**Source material:**
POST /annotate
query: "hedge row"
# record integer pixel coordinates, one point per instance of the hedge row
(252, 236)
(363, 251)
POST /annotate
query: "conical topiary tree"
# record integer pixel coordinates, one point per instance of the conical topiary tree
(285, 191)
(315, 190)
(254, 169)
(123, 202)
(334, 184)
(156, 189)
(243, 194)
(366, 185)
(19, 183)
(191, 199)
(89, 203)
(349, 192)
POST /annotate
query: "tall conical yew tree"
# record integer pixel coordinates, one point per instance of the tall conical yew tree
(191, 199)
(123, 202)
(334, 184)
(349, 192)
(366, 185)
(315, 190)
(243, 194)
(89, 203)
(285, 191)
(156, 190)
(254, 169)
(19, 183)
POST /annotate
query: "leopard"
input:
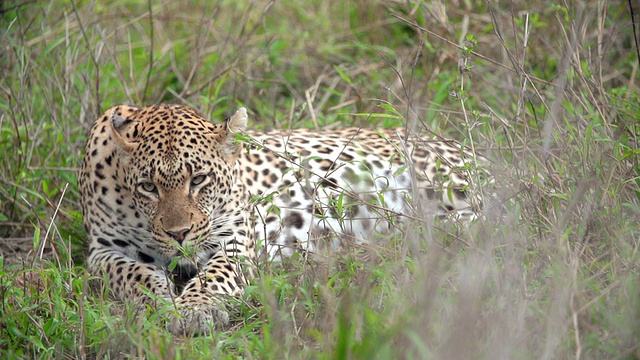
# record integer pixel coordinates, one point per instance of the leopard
(178, 209)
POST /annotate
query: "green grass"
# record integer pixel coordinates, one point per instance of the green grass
(550, 271)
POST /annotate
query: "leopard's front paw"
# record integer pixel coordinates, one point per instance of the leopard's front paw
(197, 319)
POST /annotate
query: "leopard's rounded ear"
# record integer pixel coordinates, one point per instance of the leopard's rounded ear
(123, 128)
(236, 124)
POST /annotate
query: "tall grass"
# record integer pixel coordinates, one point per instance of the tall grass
(547, 91)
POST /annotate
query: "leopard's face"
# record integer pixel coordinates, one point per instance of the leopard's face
(178, 173)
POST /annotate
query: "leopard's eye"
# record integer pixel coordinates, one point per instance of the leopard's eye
(148, 186)
(198, 179)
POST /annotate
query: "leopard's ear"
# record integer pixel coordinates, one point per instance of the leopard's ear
(124, 129)
(229, 145)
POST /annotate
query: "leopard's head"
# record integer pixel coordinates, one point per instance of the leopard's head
(178, 168)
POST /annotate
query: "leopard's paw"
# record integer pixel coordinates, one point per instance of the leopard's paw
(197, 319)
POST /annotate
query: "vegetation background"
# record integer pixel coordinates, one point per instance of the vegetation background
(547, 90)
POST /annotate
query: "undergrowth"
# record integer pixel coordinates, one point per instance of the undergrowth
(547, 91)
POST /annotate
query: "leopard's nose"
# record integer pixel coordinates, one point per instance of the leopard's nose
(178, 234)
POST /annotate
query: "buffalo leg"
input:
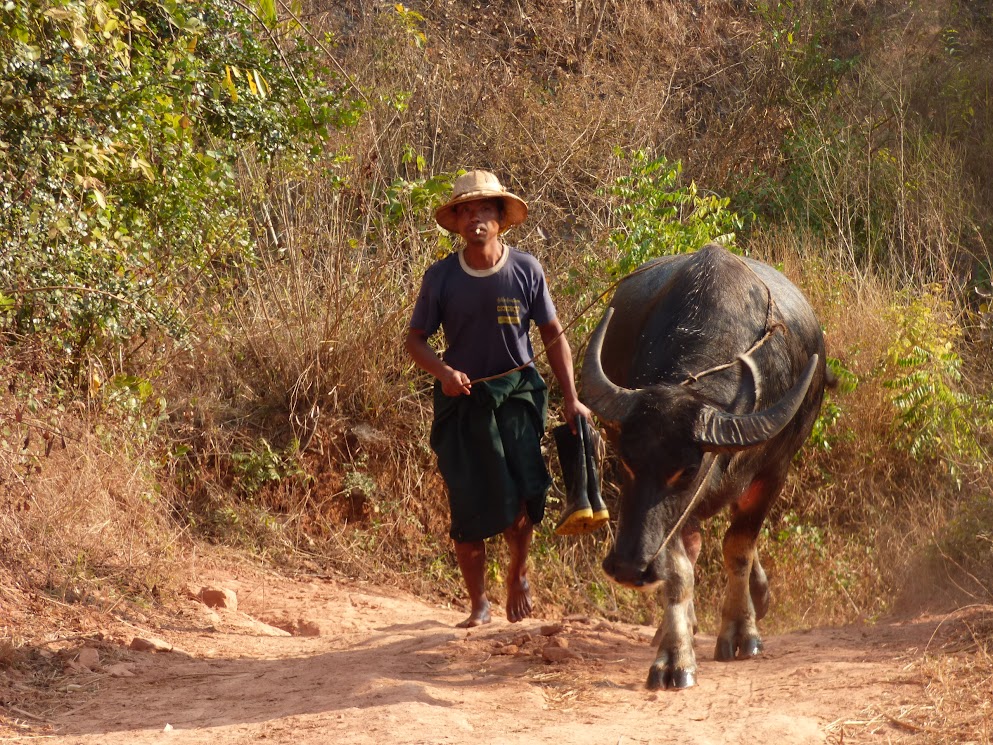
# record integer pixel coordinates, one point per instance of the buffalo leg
(747, 598)
(675, 665)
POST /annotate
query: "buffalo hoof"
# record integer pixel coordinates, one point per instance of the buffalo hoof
(739, 649)
(751, 647)
(661, 677)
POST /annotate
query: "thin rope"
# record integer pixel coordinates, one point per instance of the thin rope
(689, 508)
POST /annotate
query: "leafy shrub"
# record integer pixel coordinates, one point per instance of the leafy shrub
(122, 126)
(659, 215)
(935, 417)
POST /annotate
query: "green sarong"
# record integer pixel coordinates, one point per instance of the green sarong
(489, 453)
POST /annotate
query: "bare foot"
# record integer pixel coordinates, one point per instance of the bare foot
(478, 617)
(519, 604)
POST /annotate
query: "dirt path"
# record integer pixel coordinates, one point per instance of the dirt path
(388, 668)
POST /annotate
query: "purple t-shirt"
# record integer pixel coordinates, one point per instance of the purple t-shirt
(486, 315)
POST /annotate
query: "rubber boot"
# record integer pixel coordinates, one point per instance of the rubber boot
(577, 512)
(591, 442)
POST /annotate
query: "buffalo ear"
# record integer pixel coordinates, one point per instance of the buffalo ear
(717, 430)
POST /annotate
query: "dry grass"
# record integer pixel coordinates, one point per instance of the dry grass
(956, 677)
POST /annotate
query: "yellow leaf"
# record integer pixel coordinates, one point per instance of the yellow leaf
(261, 82)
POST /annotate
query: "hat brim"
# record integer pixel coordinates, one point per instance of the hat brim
(515, 209)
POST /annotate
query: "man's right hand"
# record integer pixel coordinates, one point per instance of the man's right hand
(454, 382)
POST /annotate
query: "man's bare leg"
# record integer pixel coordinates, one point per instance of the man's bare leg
(472, 561)
(518, 537)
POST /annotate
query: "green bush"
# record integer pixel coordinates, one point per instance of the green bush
(122, 127)
(658, 215)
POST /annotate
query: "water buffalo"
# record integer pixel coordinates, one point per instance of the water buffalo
(708, 373)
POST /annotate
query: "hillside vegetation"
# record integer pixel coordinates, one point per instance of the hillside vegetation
(215, 216)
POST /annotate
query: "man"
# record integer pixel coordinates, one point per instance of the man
(489, 400)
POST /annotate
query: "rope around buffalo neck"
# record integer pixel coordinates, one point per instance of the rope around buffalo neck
(689, 508)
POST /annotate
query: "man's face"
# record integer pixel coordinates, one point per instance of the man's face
(479, 220)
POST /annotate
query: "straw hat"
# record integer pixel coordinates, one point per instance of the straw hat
(481, 185)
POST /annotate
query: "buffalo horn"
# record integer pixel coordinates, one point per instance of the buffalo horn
(719, 430)
(607, 400)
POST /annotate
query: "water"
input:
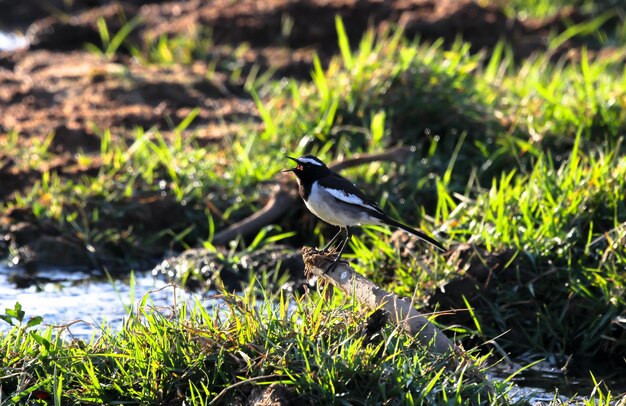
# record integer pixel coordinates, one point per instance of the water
(68, 297)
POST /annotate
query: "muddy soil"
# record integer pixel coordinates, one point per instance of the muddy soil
(57, 87)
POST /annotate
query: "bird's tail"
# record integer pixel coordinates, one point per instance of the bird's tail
(419, 234)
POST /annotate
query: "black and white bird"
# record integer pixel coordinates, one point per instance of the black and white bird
(339, 202)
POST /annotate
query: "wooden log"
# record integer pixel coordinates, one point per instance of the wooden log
(401, 311)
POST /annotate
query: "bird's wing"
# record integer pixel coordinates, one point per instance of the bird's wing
(342, 189)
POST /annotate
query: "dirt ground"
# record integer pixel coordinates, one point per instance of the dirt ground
(57, 87)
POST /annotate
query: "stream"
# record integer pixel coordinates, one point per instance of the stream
(66, 297)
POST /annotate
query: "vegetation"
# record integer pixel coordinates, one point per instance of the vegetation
(523, 161)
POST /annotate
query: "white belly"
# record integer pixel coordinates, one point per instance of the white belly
(326, 207)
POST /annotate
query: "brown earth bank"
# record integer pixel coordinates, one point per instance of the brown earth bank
(56, 87)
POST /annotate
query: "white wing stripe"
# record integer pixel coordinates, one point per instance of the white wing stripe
(349, 198)
(310, 161)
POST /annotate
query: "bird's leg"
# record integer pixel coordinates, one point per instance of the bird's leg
(343, 246)
(332, 241)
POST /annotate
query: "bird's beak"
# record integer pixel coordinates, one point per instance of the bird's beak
(293, 159)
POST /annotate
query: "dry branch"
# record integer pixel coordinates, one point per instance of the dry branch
(281, 199)
(401, 312)
(275, 207)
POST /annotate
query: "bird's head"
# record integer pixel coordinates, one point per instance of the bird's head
(308, 168)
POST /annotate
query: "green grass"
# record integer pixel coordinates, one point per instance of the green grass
(524, 161)
(313, 347)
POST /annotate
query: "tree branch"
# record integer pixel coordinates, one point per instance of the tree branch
(282, 200)
(401, 311)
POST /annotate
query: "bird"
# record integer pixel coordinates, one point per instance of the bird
(337, 201)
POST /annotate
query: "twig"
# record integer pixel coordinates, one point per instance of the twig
(281, 200)
(245, 381)
(401, 312)
(397, 154)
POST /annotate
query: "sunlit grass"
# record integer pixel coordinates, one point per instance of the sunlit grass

**What to work on:** State how many lines in the items above contain the string "soil", treating case as significant. Give only the number.

**Finished exercise:** 2